Exercise brief:
Transcribe the material in full, exactly as written.

── Material shown

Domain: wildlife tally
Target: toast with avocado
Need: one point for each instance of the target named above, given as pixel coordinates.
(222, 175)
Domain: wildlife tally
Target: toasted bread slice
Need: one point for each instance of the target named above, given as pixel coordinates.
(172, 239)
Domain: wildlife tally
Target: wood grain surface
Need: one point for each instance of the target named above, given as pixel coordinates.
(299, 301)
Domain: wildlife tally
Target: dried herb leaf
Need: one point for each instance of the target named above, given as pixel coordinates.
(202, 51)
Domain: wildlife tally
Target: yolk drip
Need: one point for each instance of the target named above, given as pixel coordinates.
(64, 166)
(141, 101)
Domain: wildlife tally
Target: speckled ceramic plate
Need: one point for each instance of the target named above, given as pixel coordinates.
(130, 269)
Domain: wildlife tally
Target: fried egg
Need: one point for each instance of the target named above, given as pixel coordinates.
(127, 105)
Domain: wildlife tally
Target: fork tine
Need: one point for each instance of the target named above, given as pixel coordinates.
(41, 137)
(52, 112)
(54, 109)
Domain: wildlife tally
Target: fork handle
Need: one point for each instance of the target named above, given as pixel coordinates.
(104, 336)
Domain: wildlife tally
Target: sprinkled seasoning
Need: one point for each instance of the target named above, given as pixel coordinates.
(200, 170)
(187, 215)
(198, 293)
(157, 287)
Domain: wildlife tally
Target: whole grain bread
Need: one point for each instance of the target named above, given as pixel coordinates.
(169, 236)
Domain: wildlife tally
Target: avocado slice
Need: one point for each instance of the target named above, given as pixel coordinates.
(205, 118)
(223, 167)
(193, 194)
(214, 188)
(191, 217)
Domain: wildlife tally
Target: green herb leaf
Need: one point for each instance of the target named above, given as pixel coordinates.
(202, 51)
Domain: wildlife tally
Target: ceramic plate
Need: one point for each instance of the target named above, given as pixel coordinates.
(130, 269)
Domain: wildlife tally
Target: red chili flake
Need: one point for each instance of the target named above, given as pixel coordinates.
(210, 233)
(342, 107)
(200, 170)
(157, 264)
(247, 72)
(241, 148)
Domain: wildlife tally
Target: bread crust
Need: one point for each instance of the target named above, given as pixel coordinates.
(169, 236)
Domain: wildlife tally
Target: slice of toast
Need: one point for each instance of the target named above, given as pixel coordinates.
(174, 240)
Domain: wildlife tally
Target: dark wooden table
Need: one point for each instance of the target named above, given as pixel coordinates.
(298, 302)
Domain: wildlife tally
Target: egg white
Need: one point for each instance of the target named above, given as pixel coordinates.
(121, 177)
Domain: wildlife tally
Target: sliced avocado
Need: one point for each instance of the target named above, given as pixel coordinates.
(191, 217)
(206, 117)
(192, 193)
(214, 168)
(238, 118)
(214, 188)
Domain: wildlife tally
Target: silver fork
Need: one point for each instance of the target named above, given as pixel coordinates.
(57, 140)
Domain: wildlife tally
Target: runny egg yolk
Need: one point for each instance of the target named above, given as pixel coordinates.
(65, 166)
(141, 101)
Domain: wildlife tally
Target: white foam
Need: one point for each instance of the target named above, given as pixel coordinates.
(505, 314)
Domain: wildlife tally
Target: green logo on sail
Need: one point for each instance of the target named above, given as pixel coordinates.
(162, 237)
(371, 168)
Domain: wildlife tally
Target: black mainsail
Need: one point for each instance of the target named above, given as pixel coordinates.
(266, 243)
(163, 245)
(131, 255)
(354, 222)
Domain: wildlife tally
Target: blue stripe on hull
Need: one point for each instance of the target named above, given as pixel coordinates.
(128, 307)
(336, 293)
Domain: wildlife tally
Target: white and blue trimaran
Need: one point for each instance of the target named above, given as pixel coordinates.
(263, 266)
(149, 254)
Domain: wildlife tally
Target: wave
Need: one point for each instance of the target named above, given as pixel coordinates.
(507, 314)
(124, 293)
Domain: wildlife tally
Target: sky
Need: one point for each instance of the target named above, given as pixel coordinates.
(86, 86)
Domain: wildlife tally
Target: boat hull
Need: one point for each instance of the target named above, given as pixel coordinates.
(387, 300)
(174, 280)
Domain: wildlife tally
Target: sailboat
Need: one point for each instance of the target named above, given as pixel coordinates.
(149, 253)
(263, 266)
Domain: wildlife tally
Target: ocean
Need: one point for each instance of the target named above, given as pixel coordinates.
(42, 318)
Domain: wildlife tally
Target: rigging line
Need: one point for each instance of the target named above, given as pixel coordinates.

────

Exercise output:
Domain: wildlife tally
Target: toast with avocado
Need: one point for each instance of the target named above, given as pixel coordinates.
(222, 175)
Domain: wildlife tally
Target: toasted bread slice
Need: one point for each instance of the target named above, given as pixel coordinates.
(172, 239)
Domain: wildlife tally
Target: wood grain surface
Need: one point for each instance of the target named above, given as pixel coordinates.
(299, 301)
Domain: wildlife tally
Target: dried herb leaf
Need: one point for each instance of the target named above, given as pixel coordinates.
(202, 51)
Domain: wildlife tally
Target: yolk drip
Need: one point for each instance of the target named above, given as pixel coordinates.
(64, 166)
(141, 101)
Domain: wildlife tally
Target: speckled ceramic plate
Need: one point for each instance of the target named above, given as pixel coordinates.
(130, 269)
Domain: wildlife tally
Target: fried egg
Need: one point for each instance of the target named above, given as pixel coordinates.
(127, 105)
Domain: wildlife tally
Target: fork tine
Need: one point for each instance of the target named above, given as pixel coordinates.
(41, 137)
(52, 112)
(54, 109)
Domain: wildlife tally
Target: fork handle
Need: one point for each instance of the target named above, given as pixel coordinates.
(104, 336)
Domain: wildlife tally
Target: sprinkled seasoning
Need: one point for each instance of the target named above, given as pixel coordinates.
(200, 170)
(187, 215)
(198, 293)
(157, 287)
Domain: wildlife tally
Target: whole grain bread
Need: one point for each instance of the target named above, given as pixel coordinates.
(169, 236)
Domain: wildlife tally
Target: avocado slice
Need: one point for each instance of the target named above, given as pixel coordinates.
(205, 118)
(223, 167)
(193, 194)
(214, 188)
(191, 217)
Domain: wildlife tally
Target: green herb leaf
Need: one point for each instance of the target named above, given as pixel coordinates.
(202, 51)
Domain: wildlife tally
Target: ceramic plate
Need: one point for each instance of the target named above, given as pixel coordinates.
(130, 269)
Domain: wildlife tally
Target: red chili flake
Need: one point for each instance of the target named above, given as pixel coordinates.
(210, 233)
(342, 107)
(200, 170)
(157, 264)
(247, 72)
(241, 148)
Domain: wildlife tally
Target: bread crust
Need: one point for each instance of the target named above, given as pixel coordinates.
(169, 236)
Domain: wildlife tally
Target: slice of toast
Need: one point for each instance of the target named above, given as pixel coordinates.
(174, 240)
Domain: wildlife tally
Target: dark wooden table
Need: one point for each instance of the target named above, given as pixel coordinates.
(298, 302)
Domain: wildlife tally
Target: egg white
Need: one point for each instance of the target named above, given as pixel coordinates.
(121, 177)
Domain: wildlife tally
Target: sliced avocado
Need: one point for each instance of the target named above, given as pixel coordinates.
(191, 217)
(206, 117)
(192, 193)
(214, 168)
(238, 118)
(214, 188)
Domain: wildlife tally
Target: silver fork
Need: one point for each instance of the target named above, given as pixel coordinates.
(57, 140)
Domain: wildlife tally
Target: runny egg yolk
Need: one point for each instance of the target named above, given as pixel coordinates.
(65, 166)
(141, 101)
Domain: wildlife tally
Target: white foam
Need: one point for each instance of the target named above, given as pixel coordinates.
(505, 314)
Domain: wildlife tally
Target: green logo on sail
Need: one point for each instance of the target named above, given as pixel coordinates.
(162, 237)
(371, 168)
Domain: wildlife tally
Target: black mainsail
Need: one point for each instance of the target named above, given as pixel coordinates.
(266, 243)
(163, 245)
(131, 255)
(354, 222)
Domain: wildlife tally
Target: blue stripe on hull
Need: one point for each instance of the target named above, given as pixel coordinates.
(128, 307)
(336, 293)
Domain: wildlife tally
Target: white and blue trimaran
Need: one point for each instance of the target named above, given as pixel coordinates.
(263, 266)
(149, 254)
Domain: wildlife tally
Target: wave
Need: one point for each instance of the target named above, given as pixel coordinates.
(507, 314)
(124, 293)
Domain: wildlife tally
Target: sky
Need: one point for each instance of the target named above, given as pixel coordinates.
(86, 86)
Domain: wildlife tally
Target: boat hull
Need: one point for each instance of the target named above, given as pixel coordinates.
(387, 300)
(174, 280)
Domain: wildlife tally
Target: sailboat
Need: one point for each instance of the target named above, given as pixel coordinates.
(149, 253)
(263, 266)
Domain: wildlife tally
Target: ocean
Need: one point for each instance of the target named above, given as pixel coordinates.
(42, 318)
Domain: wildlife tally
Target: rigging line
Need: one point for each instance of the target named above, given as pixel coordinates.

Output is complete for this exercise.